What you are asked to do:
Your job is to restate each entry word for word.

Extracted information:
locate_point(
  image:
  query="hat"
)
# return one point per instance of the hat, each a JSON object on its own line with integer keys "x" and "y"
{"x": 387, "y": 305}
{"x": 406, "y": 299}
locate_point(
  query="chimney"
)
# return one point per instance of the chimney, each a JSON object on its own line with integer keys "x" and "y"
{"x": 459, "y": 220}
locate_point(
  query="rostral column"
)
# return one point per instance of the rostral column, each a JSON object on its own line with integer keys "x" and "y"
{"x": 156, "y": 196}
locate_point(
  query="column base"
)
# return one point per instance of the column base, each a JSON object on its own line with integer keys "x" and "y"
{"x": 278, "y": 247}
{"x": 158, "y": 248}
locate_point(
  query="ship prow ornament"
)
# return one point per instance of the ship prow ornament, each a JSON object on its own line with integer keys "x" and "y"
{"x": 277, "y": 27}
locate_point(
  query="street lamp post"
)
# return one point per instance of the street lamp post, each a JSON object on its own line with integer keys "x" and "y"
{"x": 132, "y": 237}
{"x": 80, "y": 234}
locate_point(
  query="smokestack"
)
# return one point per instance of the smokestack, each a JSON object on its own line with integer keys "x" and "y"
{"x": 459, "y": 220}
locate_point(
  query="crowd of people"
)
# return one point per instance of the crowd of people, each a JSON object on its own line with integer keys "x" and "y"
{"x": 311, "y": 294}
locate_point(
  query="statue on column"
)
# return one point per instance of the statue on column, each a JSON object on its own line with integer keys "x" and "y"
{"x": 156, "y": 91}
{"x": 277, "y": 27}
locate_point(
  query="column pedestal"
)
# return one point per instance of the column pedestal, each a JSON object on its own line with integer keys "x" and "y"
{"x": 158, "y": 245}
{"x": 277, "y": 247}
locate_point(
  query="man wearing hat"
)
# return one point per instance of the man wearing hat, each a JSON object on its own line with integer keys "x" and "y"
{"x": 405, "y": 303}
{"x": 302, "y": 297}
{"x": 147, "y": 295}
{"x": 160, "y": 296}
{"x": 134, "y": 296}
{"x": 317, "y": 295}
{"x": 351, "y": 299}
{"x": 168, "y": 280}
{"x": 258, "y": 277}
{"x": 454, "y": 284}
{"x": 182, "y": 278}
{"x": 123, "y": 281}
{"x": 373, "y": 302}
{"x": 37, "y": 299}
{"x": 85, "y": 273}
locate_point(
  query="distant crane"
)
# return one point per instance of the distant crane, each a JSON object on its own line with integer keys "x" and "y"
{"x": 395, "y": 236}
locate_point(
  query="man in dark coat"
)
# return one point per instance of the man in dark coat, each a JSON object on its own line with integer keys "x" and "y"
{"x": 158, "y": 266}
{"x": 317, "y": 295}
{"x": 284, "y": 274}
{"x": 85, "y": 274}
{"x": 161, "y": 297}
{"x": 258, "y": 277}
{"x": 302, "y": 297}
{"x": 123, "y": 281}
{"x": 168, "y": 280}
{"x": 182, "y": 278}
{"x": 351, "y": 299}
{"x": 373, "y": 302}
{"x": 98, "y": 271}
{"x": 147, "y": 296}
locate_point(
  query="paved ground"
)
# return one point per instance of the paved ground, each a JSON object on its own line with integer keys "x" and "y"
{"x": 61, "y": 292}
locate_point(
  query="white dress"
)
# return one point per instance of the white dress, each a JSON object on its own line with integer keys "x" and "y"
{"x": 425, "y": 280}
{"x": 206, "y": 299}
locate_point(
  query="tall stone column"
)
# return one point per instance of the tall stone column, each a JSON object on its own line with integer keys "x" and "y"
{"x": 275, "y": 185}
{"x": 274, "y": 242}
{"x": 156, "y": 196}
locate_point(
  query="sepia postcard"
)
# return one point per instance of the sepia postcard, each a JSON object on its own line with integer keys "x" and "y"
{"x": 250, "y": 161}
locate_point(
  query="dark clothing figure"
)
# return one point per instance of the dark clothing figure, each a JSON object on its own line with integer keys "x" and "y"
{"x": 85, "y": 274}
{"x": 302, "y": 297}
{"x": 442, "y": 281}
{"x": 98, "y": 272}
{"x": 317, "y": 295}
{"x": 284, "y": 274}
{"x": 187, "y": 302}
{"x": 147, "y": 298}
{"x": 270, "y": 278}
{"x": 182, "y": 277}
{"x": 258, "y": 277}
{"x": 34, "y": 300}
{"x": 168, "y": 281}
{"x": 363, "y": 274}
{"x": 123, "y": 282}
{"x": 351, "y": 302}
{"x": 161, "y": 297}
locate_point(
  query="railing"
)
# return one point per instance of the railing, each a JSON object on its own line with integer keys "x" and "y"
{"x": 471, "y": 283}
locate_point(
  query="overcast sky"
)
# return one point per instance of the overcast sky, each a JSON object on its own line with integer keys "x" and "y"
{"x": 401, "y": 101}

Correct output:
locate_point(
  image:
  query="hat"
)
# return one point per instance of the hat, each a JSON object on its own line with integer keys "x" and "y"
{"x": 387, "y": 305}
{"x": 406, "y": 299}
locate_point(
  query="chimney"
)
# return one point per instance of the chimney, each a JSON object on its own line with integer keys "x" and "y"
{"x": 459, "y": 220}
locate_point(
  query="rostral column"
)
# return one point per instance of the rostral column, each a JSON object on its own line with integer keys "x" and "y"
{"x": 156, "y": 196}
locate_point(
  query="column base"
)
# return one point per instance of the column base, each a JSON object on its own line with integer keys "x" and "y"
{"x": 278, "y": 247}
{"x": 158, "y": 248}
locate_point(
  query="ship prow ornament"
)
# return one point per instance of the ship prow ornament, each a JSON object on its own line with integer keys "x" and "y"
{"x": 277, "y": 27}
locate_point(
  query="street lamp post"
)
# return one point per instance of the street lamp post, each a JSON object on its own line with integer keys "x" and "y"
{"x": 132, "y": 237}
{"x": 80, "y": 234}
locate_point(
  query="smokestack"
)
# return one point per instance of the smokestack, each a JSON object on its own line with integer keys "x" and "y"
{"x": 459, "y": 220}
locate_point(
  query="crowd of people"
)
# return one point per instance of the crowd of people, each a JSON object on its own line with integer keys "x" and "y"
{"x": 311, "y": 294}
locate_point(
  query="statue on column"
)
# return one point per instance of the statue on column, each a JSON object on its own line with integer keys "x" and "y"
{"x": 156, "y": 91}
{"x": 277, "y": 27}
locate_point(
  query="column pedestal"
)
# return one point per instance of the column pedestal, each a JSON object on its own line with integer keys "x" and "y"
{"x": 158, "y": 245}
{"x": 277, "y": 247}
locate_point(
  query="man wearing hat"
)
# return one point per instance of the man wearing hat, each a JSON object on its own line with integer keys "x" and "y"
{"x": 405, "y": 303}
{"x": 302, "y": 297}
{"x": 147, "y": 295}
{"x": 160, "y": 296}
{"x": 134, "y": 296}
{"x": 317, "y": 295}
{"x": 351, "y": 299}
{"x": 168, "y": 280}
{"x": 258, "y": 277}
{"x": 454, "y": 284}
{"x": 182, "y": 278}
{"x": 123, "y": 281}
{"x": 373, "y": 302}
{"x": 37, "y": 299}
{"x": 85, "y": 273}
locate_point(
  query="distant crane"
)
# return one point per instance of the distant crane, each a JSON object on its own line with integer keys "x" and "y"
{"x": 395, "y": 236}
locate_point(
  query="man in dark coat"
)
# return one point per instance of the man in dark coat, each a JSON object on its own line with integer keys "x" and "y"
{"x": 158, "y": 266}
{"x": 317, "y": 295}
{"x": 284, "y": 274}
{"x": 85, "y": 274}
{"x": 161, "y": 297}
{"x": 258, "y": 277}
{"x": 302, "y": 297}
{"x": 123, "y": 281}
{"x": 168, "y": 280}
{"x": 182, "y": 278}
{"x": 351, "y": 299}
{"x": 373, "y": 302}
{"x": 98, "y": 271}
{"x": 147, "y": 296}
locate_point(
  query="paved ground"
)
# return one point per instance of the paved ground, each a JSON object on its own line with integer keys "x" and "y"
{"x": 61, "y": 292}
locate_point(
  query="white dress"
)
# return one point per instance of the white dress, each a JSON object on its own line with integer keys "x" and "y"
{"x": 425, "y": 280}
{"x": 206, "y": 299}
locate_point(
  query="tall stone column"
)
# return one point per instance of the tall stone column, each a JSON object on its own line with integer keys "x" and "y"
{"x": 275, "y": 185}
{"x": 274, "y": 242}
{"x": 156, "y": 196}
locate_point(
  query="sepia postcard"
)
# return one point per instance of the sepia postcard, each a JSON object on its own line with integer keys "x" and "y"
{"x": 250, "y": 161}
locate_point(
  query="dark clothing figure"
)
# return one point per instance of the dark clothing figure, each a JSON object on its own line with integer keys "x" and "y"
{"x": 85, "y": 274}
{"x": 302, "y": 297}
{"x": 442, "y": 281}
{"x": 98, "y": 272}
{"x": 317, "y": 295}
{"x": 284, "y": 274}
{"x": 187, "y": 302}
{"x": 147, "y": 298}
{"x": 270, "y": 278}
{"x": 182, "y": 277}
{"x": 258, "y": 277}
{"x": 34, "y": 300}
{"x": 168, "y": 281}
{"x": 363, "y": 274}
{"x": 123, "y": 282}
{"x": 351, "y": 302}
{"x": 161, "y": 297}
locate_point(
  query="railing"
)
# return one point per instance of the railing, each a JSON object on its own line with integer keys "x" and "y"
{"x": 471, "y": 283}
locate_point(
  query="overcast sky"
)
# return one point per instance of the overcast sky, each a JSON object on its own line with integer keys "x" and "y"
{"x": 401, "y": 101}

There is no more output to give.